>>

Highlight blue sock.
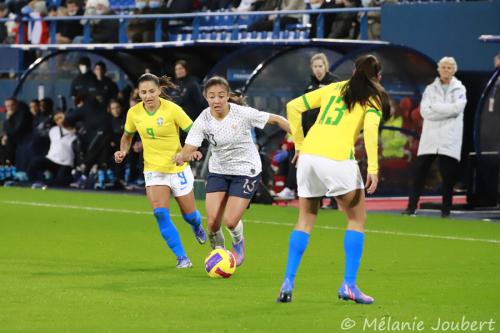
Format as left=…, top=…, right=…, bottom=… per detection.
left=182, top=210, right=202, bottom=228
left=284, top=230, right=310, bottom=285
left=343, top=230, right=365, bottom=285
left=153, top=208, right=186, bottom=258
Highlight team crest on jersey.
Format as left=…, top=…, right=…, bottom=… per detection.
left=156, top=117, right=164, bottom=126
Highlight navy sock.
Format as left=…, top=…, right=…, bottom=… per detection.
left=343, top=230, right=365, bottom=285
left=284, top=230, right=310, bottom=285
left=153, top=208, right=186, bottom=257
left=182, top=210, right=202, bottom=228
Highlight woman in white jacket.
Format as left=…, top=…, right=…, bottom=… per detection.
left=402, top=57, right=467, bottom=218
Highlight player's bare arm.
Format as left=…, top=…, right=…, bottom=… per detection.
left=114, top=132, right=133, bottom=164
left=267, top=114, right=291, bottom=134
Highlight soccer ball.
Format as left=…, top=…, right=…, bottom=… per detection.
left=204, top=248, right=236, bottom=278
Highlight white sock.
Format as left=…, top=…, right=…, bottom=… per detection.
left=208, top=229, right=225, bottom=249
left=226, top=220, right=244, bottom=245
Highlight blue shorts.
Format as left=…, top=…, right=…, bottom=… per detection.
left=206, top=172, right=261, bottom=199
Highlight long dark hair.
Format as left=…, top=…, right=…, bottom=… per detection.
left=203, top=76, right=247, bottom=106
left=137, top=73, right=177, bottom=101
left=341, top=55, right=390, bottom=120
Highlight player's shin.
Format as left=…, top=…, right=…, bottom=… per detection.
left=153, top=208, right=186, bottom=257
left=208, top=229, right=225, bottom=249
left=284, top=230, right=310, bottom=285
left=343, top=230, right=365, bottom=285
left=226, top=220, right=243, bottom=244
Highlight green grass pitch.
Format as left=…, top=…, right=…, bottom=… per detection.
left=1, top=187, right=499, bottom=332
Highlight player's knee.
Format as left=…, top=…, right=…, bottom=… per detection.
left=223, top=216, right=239, bottom=229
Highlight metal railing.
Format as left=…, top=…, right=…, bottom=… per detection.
left=0, top=7, right=380, bottom=45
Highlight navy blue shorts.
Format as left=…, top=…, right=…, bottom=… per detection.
left=206, top=172, right=261, bottom=199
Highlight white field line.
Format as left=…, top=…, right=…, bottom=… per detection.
left=1, top=200, right=499, bottom=244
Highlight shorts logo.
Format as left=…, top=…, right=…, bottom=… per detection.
left=157, top=117, right=164, bottom=126
left=243, top=179, right=257, bottom=194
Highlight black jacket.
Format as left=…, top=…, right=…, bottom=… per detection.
left=4, top=102, right=32, bottom=142
left=96, top=76, right=118, bottom=104
left=71, top=71, right=99, bottom=99
left=170, top=76, right=206, bottom=121
left=302, top=72, right=340, bottom=135
left=58, top=8, right=84, bottom=41
left=91, top=10, right=119, bottom=43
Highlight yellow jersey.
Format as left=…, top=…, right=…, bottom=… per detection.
left=287, top=80, right=382, bottom=174
left=124, top=98, right=192, bottom=173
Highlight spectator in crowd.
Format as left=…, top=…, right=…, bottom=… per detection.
left=363, top=0, right=397, bottom=40
left=28, top=110, right=77, bottom=187
left=168, top=59, right=206, bottom=121
left=328, top=0, right=359, bottom=39
left=30, top=97, right=53, bottom=157
left=3, top=97, right=32, bottom=171
left=94, top=61, right=118, bottom=104
left=0, top=3, right=9, bottom=43
left=402, top=57, right=467, bottom=218
left=55, top=0, right=84, bottom=43
left=248, top=0, right=305, bottom=32
left=70, top=56, right=98, bottom=102
left=308, top=0, right=338, bottom=38
left=495, top=54, right=500, bottom=70
left=15, top=0, right=49, bottom=44
left=105, top=99, right=125, bottom=184
left=83, top=0, right=119, bottom=43
left=65, top=94, right=111, bottom=188
left=126, top=0, right=168, bottom=43
left=233, top=0, right=257, bottom=12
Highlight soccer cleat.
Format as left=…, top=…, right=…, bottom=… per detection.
left=276, top=187, right=296, bottom=200
left=276, top=278, right=294, bottom=303
left=192, top=224, right=207, bottom=244
left=338, top=282, right=374, bottom=304
left=176, top=256, right=193, bottom=269
left=231, top=239, right=245, bottom=266
left=401, top=208, right=416, bottom=216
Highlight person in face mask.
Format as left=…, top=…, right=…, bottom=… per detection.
left=70, top=56, right=99, bottom=103
left=56, top=0, right=84, bottom=43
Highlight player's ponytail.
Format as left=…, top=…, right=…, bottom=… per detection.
left=203, top=76, right=247, bottom=106
left=158, top=75, right=177, bottom=101
left=137, top=73, right=177, bottom=101
left=341, top=55, right=390, bottom=121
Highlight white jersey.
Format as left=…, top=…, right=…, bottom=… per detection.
left=186, top=103, right=270, bottom=177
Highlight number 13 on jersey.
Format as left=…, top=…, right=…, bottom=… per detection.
left=318, top=95, right=346, bottom=126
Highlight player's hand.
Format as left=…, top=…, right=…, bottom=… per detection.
left=173, top=153, right=185, bottom=166
left=190, top=151, right=203, bottom=161
left=114, top=151, right=126, bottom=164
left=291, top=151, right=300, bottom=166
left=365, top=173, right=378, bottom=194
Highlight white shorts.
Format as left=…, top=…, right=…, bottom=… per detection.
left=297, top=154, right=364, bottom=198
left=144, top=166, right=194, bottom=197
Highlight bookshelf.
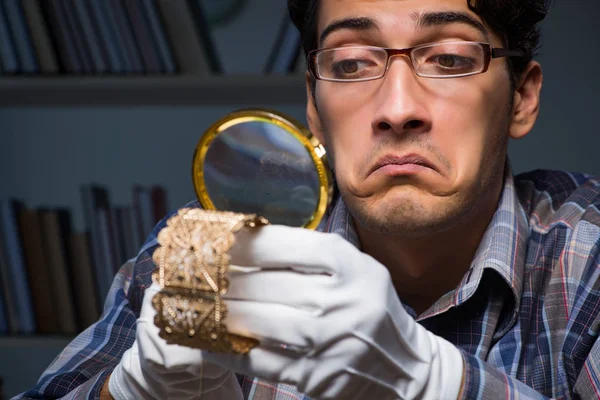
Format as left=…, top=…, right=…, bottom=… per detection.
left=0, top=0, right=308, bottom=396
left=0, top=73, right=307, bottom=106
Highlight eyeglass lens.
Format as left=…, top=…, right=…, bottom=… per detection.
left=316, top=42, right=486, bottom=80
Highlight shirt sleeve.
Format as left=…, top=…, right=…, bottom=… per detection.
left=14, top=213, right=169, bottom=399
left=459, top=351, right=552, bottom=400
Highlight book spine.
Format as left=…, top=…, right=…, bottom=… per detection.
left=108, top=0, right=144, bottom=73
left=185, top=0, right=222, bottom=73
left=3, top=0, right=40, bottom=73
left=71, top=0, right=108, bottom=74
left=39, top=0, right=83, bottom=73
left=139, top=0, right=176, bottom=74
left=151, top=185, right=168, bottom=224
left=0, top=233, right=19, bottom=333
left=0, top=0, right=20, bottom=73
left=39, top=210, right=78, bottom=334
left=155, top=0, right=213, bottom=74
left=133, top=186, right=155, bottom=243
left=90, top=0, right=132, bottom=73
left=68, top=232, right=100, bottom=329
left=80, top=185, right=112, bottom=305
left=123, top=0, right=162, bottom=74
left=20, top=0, right=60, bottom=74
left=60, top=0, right=95, bottom=74
left=85, top=0, right=124, bottom=73
left=0, top=201, right=36, bottom=334
left=0, top=282, right=7, bottom=333
left=17, top=208, right=60, bottom=334
left=265, top=11, right=302, bottom=74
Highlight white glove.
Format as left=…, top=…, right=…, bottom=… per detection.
left=108, top=282, right=243, bottom=400
left=202, top=225, right=465, bottom=400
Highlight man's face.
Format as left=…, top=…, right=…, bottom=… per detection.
left=310, top=0, right=515, bottom=236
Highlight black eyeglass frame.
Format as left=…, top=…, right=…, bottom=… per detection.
left=307, top=41, right=524, bottom=81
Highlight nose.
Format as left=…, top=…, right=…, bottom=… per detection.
left=371, top=56, right=432, bottom=136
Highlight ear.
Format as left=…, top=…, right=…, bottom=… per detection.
left=305, top=72, right=326, bottom=145
left=509, top=61, right=543, bottom=140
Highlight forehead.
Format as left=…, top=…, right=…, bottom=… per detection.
left=319, top=0, right=474, bottom=20
left=317, top=0, right=495, bottom=44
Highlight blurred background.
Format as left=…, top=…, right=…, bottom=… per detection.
left=0, top=0, right=598, bottom=397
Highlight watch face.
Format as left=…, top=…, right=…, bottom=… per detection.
left=200, top=0, right=247, bottom=26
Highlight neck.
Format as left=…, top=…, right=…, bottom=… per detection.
left=356, top=184, right=503, bottom=316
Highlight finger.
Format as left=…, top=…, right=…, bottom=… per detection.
left=139, top=282, right=161, bottom=322
left=225, top=299, right=319, bottom=351
left=225, top=267, right=331, bottom=310
left=202, top=346, right=304, bottom=387
left=231, top=225, right=346, bottom=274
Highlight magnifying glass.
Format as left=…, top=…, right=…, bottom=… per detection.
left=192, top=108, right=334, bottom=229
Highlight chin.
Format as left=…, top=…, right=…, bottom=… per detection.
left=344, top=186, right=464, bottom=237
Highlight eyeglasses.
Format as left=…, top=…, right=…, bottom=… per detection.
left=307, top=41, right=523, bottom=82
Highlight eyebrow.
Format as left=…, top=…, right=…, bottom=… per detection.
left=319, top=17, right=378, bottom=47
left=319, top=11, right=489, bottom=47
left=414, top=11, right=489, bottom=39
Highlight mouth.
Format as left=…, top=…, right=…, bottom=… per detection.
left=368, top=154, right=438, bottom=176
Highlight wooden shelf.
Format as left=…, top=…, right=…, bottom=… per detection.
left=0, top=74, right=307, bottom=106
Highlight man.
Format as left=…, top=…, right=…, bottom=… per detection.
left=18, top=0, right=600, bottom=399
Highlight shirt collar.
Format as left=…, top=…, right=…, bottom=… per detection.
left=323, top=163, right=529, bottom=325
left=448, top=164, right=529, bottom=326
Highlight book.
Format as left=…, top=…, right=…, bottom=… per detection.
left=151, top=185, right=168, bottom=223
left=127, top=204, right=143, bottom=256
left=60, top=0, right=95, bottom=73
left=71, top=0, right=109, bottom=74
left=0, top=273, right=7, bottom=333
left=265, top=10, right=302, bottom=74
left=86, top=0, right=124, bottom=73
left=89, top=0, right=132, bottom=73
left=38, top=209, right=78, bottom=334
left=107, top=0, right=144, bottom=73
left=123, top=0, right=162, bottom=74
left=133, top=185, right=155, bottom=245
left=115, top=206, right=140, bottom=261
left=3, top=0, right=39, bottom=73
left=21, top=0, right=60, bottom=73
left=0, top=0, right=19, bottom=73
left=80, top=184, right=114, bottom=304
left=68, top=231, right=101, bottom=330
left=109, top=206, right=126, bottom=267
left=113, top=206, right=130, bottom=264
left=186, top=0, right=222, bottom=73
left=139, top=0, right=176, bottom=74
left=0, top=227, right=18, bottom=333
left=155, top=0, right=220, bottom=74
left=0, top=200, right=36, bottom=334
left=17, top=208, right=59, bottom=334
left=39, top=0, right=83, bottom=73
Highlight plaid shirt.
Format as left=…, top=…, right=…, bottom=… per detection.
left=16, top=167, right=600, bottom=400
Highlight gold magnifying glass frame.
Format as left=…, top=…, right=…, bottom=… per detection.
left=192, top=108, right=334, bottom=230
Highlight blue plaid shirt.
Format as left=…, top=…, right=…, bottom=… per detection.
left=16, top=167, right=600, bottom=399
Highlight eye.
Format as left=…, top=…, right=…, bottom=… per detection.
left=316, top=47, right=386, bottom=80
left=431, top=54, right=472, bottom=69
left=330, top=59, right=377, bottom=79
left=335, top=59, right=361, bottom=74
left=436, top=54, right=459, bottom=68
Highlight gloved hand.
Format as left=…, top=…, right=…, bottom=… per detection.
left=203, top=225, right=465, bottom=400
left=108, top=281, right=243, bottom=400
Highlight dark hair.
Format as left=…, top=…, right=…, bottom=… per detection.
left=288, top=0, right=551, bottom=83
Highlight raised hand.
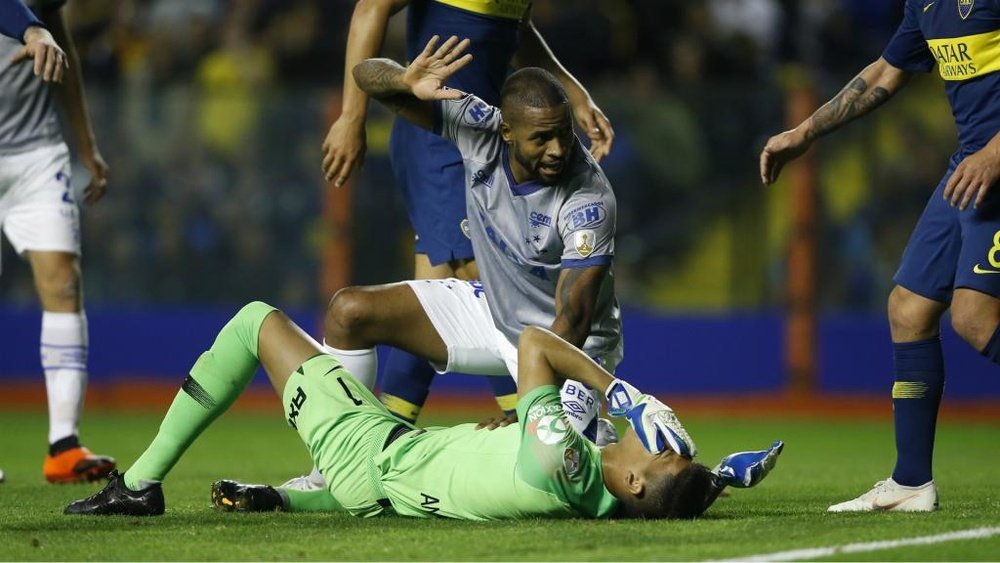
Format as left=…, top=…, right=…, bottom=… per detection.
left=403, top=35, right=473, bottom=101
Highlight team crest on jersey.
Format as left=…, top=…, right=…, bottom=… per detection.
left=959, top=0, right=974, bottom=19
left=462, top=101, right=494, bottom=126
left=460, top=218, right=471, bottom=239
left=575, top=230, right=595, bottom=258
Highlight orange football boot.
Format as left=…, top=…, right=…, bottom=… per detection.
left=44, top=447, right=116, bottom=484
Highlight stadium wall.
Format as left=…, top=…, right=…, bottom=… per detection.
left=2, top=306, right=998, bottom=399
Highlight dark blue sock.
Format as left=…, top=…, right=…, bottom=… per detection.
left=379, top=348, right=436, bottom=423
left=980, top=324, right=1000, bottom=364
left=486, top=376, right=518, bottom=417
left=890, top=337, right=945, bottom=487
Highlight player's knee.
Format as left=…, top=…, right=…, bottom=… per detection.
left=35, top=259, right=81, bottom=305
left=887, top=287, right=938, bottom=339
left=325, top=286, right=373, bottom=340
left=949, top=307, right=995, bottom=350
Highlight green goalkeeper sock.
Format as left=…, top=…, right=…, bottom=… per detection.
left=279, top=488, right=346, bottom=513
left=124, top=302, right=276, bottom=491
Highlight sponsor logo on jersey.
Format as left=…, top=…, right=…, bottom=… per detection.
left=566, top=202, right=606, bottom=230
left=463, top=100, right=494, bottom=126
left=925, top=30, right=1000, bottom=81
left=529, top=211, right=552, bottom=228
left=527, top=403, right=563, bottom=422
left=472, top=169, right=493, bottom=187
left=575, top=230, right=595, bottom=258
left=959, top=0, right=974, bottom=20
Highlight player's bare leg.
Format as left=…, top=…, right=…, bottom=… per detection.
left=949, top=288, right=1000, bottom=350
left=830, top=286, right=947, bottom=512
left=28, top=250, right=115, bottom=483
left=324, top=282, right=448, bottom=362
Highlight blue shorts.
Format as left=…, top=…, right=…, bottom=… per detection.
left=389, top=120, right=474, bottom=266
left=894, top=168, right=1000, bottom=302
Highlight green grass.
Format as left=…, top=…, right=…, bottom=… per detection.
left=1, top=408, right=998, bottom=561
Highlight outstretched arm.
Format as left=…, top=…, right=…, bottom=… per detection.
left=760, top=57, right=911, bottom=185
left=323, top=0, right=409, bottom=186
left=514, top=15, right=613, bottom=161
left=353, top=35, right=472, bottom=131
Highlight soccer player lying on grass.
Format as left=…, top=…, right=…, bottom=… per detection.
left=65, top=303, right=783, bottom=519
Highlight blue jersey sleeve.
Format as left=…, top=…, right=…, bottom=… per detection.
left=0, top=0, right=43, bottom=42
left=882, top=0, right=935, bottom=72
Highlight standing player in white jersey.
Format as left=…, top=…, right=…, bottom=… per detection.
left=0, top=0, right=113, bottom=483
left=270, top=37, right=626, bottom=501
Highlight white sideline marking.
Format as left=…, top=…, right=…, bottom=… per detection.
left=712, top=526, right=1000, bottom=562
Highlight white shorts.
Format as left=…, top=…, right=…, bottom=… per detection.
left=0, top=143, right=79, bottom=273
left=405, top=277, right=614, bottom=442
left=405, top=278, right=519, bottom=378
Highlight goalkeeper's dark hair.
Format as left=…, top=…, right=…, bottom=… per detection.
left=615, top=462, right=721, bottom=520
left=499, top=67, right=568, bottom=117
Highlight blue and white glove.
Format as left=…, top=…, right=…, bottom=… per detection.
left=713, top=440, right=784, bottom=488
left=604, top=379, right=697, bottom=458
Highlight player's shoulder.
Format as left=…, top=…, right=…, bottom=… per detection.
left=443, top=93, right=499, bottom=130
left=560, top=146, right=616, bottom=206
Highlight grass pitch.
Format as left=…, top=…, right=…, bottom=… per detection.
left=1, top=407, right=998, bottom=561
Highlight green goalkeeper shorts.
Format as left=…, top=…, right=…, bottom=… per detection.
left=282, top=354, right=415, bottom=517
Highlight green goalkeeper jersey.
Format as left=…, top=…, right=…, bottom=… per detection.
left=373, top=385, right=619, bottom=520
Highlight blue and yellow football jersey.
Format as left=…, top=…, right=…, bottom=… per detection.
left=884, top=0, right=1000, bottom=157
left=405, top=0, right=529, bottom=105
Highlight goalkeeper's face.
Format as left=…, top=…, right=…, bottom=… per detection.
left=608, top=428, right=716, bottom=519
left=621, top=426, right=692, bottom=479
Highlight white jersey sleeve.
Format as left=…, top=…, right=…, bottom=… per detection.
left=434, top=94, right=502, bottom=160
left=558, top=176, right=616, bottom=267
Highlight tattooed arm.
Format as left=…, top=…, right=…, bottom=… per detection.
left=352, top=35, right=472, bottom=131
left=551, top=266, right=608, bottom=348
left=759, top=57, right=911, bottom=185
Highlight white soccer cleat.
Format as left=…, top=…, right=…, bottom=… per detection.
left=279, top=466, right=326, bottom=491
left=827, top=478, right=938, bottom=512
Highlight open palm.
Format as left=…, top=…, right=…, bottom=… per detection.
left=404, top=35, right=473, bottom=101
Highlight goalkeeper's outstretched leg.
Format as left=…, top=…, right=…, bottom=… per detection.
left=65, top=302, right=334, bottom=516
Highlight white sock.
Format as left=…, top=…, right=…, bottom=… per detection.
left=323, top=342, right=377, bottom=390
left=41, top=311, right=88, bottom=445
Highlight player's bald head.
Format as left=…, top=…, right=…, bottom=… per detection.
left=500, top=67, right=569, bottom=121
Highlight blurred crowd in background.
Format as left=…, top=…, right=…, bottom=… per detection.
left=0, top=0, right=958, bottom=313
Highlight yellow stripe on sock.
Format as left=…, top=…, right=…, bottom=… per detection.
left=494, top=393, right=519, bottom=413
left=380, top=393, right=421, bottom=422
left=892, top=381, right=928, bottom=399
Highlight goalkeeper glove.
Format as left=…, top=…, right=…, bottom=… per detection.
left=713, top=440, right=784, bottom=488
left=604, top=379, right=697, bottom=458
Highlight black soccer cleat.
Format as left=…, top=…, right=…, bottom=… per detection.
left=211, top=480, right=285, bottom=512
left=64, top=470, right=164, bottom=516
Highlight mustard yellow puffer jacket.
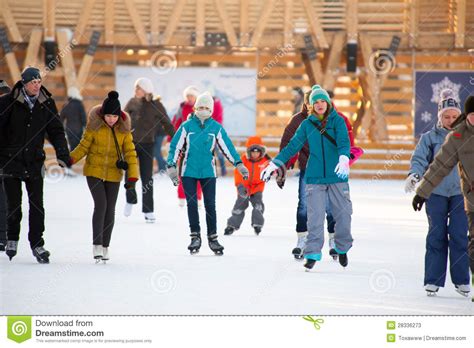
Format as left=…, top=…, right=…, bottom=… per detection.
left=70, top=105, right=139, bottom=182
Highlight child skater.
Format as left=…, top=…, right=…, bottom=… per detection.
left=261, top=85, right=353, bottom=270
left=407, top=89, right=469, bottom=297
left=224, top=136, right=271, bottom=236
left=166, top=92, right=249, bottom=255
left=71, top=91, right=139, bottom=263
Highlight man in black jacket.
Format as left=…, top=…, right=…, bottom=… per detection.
left=0, top=80, right=11, bottom=252
left=0, top=67, right=71, bottom=263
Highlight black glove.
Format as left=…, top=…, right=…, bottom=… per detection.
left=412, top=194, right=426, bottom=211
left=116, top=160, right=129, bottom=170
left=57, top=156, right=72, bottom=168
left=124, top=180, right=136, bottom=190
left=276, top=174, right=285, bottom=189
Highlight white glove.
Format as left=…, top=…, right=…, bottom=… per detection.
left=167, top=166, right=179, bottom=186
left=334, top=155, right=350, bottom=179
left=404, top=173, right=420, bottom=193
left=260, top=161, right=279, bottom=182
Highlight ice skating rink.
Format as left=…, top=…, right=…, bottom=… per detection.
left=1, top=174, right=472, bottom=315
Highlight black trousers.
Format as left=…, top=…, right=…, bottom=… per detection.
left=126, top=142, right=154, bottom=213
left=3, top=176, right=45, bottom=249
left=0, top=178, right=7, bottom=244
left=182, top=177, right=217, bottom=236
left=87, top=177, right=120, bottom=248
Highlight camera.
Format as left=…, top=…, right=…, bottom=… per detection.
left=116, top=160, right=128, bottom=170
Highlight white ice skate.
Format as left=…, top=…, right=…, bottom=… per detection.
left=102, top=247, right=109, bottom=263
left=144, top=212, right=156, bottom=223
left=124, top=203, right=133, bottom=217
left=454, top=284, right=470, bottom=298
left=328, top=233, right=337, bottom=260
left=425, top=284, right=439, bottom=297
left=292, top=232, right=307, bottom=260
left=93, top=245, right=103, bottom=263
left=178, top=199, right=186, bottom=208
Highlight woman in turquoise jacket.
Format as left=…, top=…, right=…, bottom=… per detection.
left=261, top=85, right=352, bottom=270
left=167, top=92, right=249, bottom=255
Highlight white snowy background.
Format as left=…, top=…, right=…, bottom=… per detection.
left=1, top=175, right=472, bottom=315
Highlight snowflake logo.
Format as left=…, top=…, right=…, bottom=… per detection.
left=430, top=77, right=462, bottom=103
left=421, top=111, right=433, bottom=123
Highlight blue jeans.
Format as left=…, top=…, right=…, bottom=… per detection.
left=424, top=194, right=469, bottom=287
left=296, top=170, right=307, bottom=232
left=182, top=177, right=217, bottom=236
left=154, top=135, right=167, bottom=172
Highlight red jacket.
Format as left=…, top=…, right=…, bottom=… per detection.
left=212, top=97, right=223, bottom=124
left=172, top=101, right=194, bottom=131
left=234, top=136, right=271, bottom=195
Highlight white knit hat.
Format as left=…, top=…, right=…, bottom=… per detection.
left=183, top=85, right=199, bottom=100
left=67, top=86, right=82, bottom=101
left=194, top=92, right=214, bottom=114
left=135, top=77, right=154, bottom=94
left=437, top=89, right=461, bottom=126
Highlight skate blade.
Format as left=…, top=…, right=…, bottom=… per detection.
left=189, top=249, right=200, bottom=255
left=426, top=291, right=437, bottom=297
left=214, top=250, right=224, bottom=256
left=294, top=255, right=304, bottom=261
left=455, top=289, right=470, bottom=298
left=145, top=220, right=156, bottom=224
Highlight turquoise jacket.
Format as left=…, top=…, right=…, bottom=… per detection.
left=167, top=114, right=242, bottom=178
left=275, top=108, right=351, bottom=184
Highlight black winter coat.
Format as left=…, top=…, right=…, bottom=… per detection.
left=59, top=97, right=87, bottom=134
left=0, top=81, right=69, bottom=179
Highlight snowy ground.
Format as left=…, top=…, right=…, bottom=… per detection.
left=1, top=174, right=473, bottom=315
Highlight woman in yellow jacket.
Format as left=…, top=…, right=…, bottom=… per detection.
left=70, top=91, right=139, bottom=262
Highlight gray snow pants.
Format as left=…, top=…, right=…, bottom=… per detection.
left=305, top=182, right=353, bottom=258
left=227, top=191, right=265, bottom=229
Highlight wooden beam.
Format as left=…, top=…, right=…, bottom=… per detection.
left=196, top=0, right=205, bottom=47
left=359, top=33, right=388, bottom=141
left=162, top=0, right=186, bottom=45
left=240, top=0, right=249, bottom=45
left=24, top=29, right=43, bottom=69
left=5, top=53, right=21, bottom=82
left=105, top=0, right=115, bottom=45
left=124, top=0, right=149, bottom=46
left=214, top=0, right=238, bottom=47
left=283, top=0, right=293, bottom=47
left=346, top=0, right=358, bottom=42
left=56, top=29, right=78, bottom=91
left=0, top=0, right=23, bottom=42
left=408, top=0, right=418, bottom=48
left=301, top=0, right=329, bottom=49
left=301, top=52, right=324, bottom=85
left=322, top=31, right=345, bottom=92
left=77, top=31, right=101, bottom=90
left=150, top=0, right=160, bottom=45
left=250, top=0, right=275, bottom=47
left=43, top=0, right=56, bottom=40
left=455, top=0, right=466, bottom=48
left=73, top=0, right=95, bottom=44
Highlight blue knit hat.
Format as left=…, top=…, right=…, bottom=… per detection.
left=309, top=85, right=331, bottom=107
left=21, top=67, right=41, bottom=84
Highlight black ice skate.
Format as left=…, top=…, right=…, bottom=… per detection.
left=224, top=226, right=235, bottom=236
left=338, top=253, right=348, bottom=268
left=6, top=241, right=18, bottom=261
left=188, top=233, right=201, bottom=254
left=32, top=246, right=50, bottom=264
left=208, top=234, right=224, bottom=255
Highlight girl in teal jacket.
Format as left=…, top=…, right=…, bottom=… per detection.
left=261, top=85, right=353, bottom=270
left=167, top=92, right=248, bottom=255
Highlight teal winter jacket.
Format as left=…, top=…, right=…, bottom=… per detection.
left=275, top=108, right=351, bottom=184
left=167, top=114, right=242, bottom=178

<<

__About this task__
Beginning with the line containing "Highlight wooden shelf." in the material above, copy every line exactly until you have copied the line containing "Highlight book.".

__Solution to this exercise__
Highlight wooden shelf.
Format as left=…, top=…, right=…, bottom=… per detection.
left=0, top=74, right=307, bottom=106
Highlight man.
Format as left=…, top=…, right=…, bottom=… per detection.
left=18, top=0, right=600, bottom=399
Highlight shirt collar.
Format as left=…, top=…, right=…, bottom=… per detection.
left=323, top=163, right=529, bottom=325
left=448, top=164, right=529, bottom=326
Highlight book.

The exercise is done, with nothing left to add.